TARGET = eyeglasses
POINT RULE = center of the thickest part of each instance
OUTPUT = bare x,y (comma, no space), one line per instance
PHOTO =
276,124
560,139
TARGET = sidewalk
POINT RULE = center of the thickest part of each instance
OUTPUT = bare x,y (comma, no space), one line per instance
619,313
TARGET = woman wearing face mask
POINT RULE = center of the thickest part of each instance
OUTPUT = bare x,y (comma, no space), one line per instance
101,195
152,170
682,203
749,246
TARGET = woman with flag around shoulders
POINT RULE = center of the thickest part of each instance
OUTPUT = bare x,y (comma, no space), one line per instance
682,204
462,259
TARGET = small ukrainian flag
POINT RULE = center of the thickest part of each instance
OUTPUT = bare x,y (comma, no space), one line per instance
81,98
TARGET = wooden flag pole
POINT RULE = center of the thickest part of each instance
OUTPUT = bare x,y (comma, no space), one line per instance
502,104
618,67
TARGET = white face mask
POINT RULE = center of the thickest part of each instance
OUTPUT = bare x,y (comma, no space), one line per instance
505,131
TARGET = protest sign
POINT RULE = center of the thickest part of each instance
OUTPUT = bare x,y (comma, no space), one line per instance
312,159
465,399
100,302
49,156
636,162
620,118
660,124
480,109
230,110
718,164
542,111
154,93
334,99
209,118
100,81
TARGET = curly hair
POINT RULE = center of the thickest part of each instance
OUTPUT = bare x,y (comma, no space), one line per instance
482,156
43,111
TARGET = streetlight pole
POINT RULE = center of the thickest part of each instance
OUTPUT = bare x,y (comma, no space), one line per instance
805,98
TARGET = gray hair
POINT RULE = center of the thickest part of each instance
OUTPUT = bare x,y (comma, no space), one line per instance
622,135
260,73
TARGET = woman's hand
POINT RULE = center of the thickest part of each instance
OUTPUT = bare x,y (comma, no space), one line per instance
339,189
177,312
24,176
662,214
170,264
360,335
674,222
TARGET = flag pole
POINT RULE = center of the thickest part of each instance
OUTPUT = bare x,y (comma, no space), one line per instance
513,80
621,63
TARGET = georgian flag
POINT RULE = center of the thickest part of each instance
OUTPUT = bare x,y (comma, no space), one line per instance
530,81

= = = = = = =

Objective — Rewrite the stretch of data from the line containing "TARGET = georgian flag" through the end of the data, replacing "thickest part" with "widest part" and keeping everything else the same.

Task answer —
TARGET = georgian flag
POINT RULE = center of the widest part of each instance
OUTPUT = bare x,y (comma, no space), one line per instance
530,81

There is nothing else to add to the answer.